Passage provided:
--------------------------------

Books and Reports

Until Proven Safe: The History and Future of Quarantine
Nicola Twilley and Geoff Manaugh | July 2021

In July 2021, Gastropod co-host Nicky and her husband Geoff published this co-authored book, which inspired this episode: Chocpocalypse Now! Quarantine and the Future of Food.

Until Proven Safe tracks the history and future of quarantine around the globe, chasing the story of emergency isolation through time and space—from crumbling Mediterranean lazarettos built to contain the Black Death to an experimental Ebola unit in London, from the hallways of the CDC to closed-door simulations where pharmaceutical execs and epidemiologists prepare for pandemics yet to come.

But the story of quarantine ranges far beyond the history of medical isolation. The authors tour a nuclear-waste isolation facility beneath the New Mexican desert, see plants stricken with a disease that threatens the world’s wheat supply, and meet NASA’s Planetary Protection Officer, tasked with saving Earth from extraterrestrial infections.

Geoff Manaugh and Nicola Twilley have been researching quarantine since long before the COVID-19 pandemic. With Until Proven Safe, they bring us a book as compelling as it is definitive, an up-to-the-minute investigation of the interplay of forces—biological, political, technological—that shape our modern world. It is a thrillingly reported, thought-provoking exploration of the meaning of freedom, governance, and mutual responsibility.

--------------------------------

[Point-per-instance localization data]
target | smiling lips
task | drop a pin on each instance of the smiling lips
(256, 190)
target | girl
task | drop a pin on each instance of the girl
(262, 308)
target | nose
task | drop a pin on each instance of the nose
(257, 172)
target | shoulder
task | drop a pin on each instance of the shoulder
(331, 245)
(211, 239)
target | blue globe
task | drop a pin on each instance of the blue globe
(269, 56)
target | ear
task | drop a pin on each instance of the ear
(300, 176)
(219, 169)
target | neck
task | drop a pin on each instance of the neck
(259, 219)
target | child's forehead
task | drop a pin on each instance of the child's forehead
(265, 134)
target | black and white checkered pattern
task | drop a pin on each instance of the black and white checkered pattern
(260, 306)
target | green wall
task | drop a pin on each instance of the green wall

--------------------------------

Task objective:
Answer these questions using the book description:
1. In what month and year was Until Proven Safe published?
2. What kind of facility do the authors tour beneath the New Mexican desert?
3. What task is NASA's Planetary Protection Officer charged with?

Result for this task:
1. July 2021
2. A nuclear-waste isolation facility
3. Saving Earth from extraterrestrial infections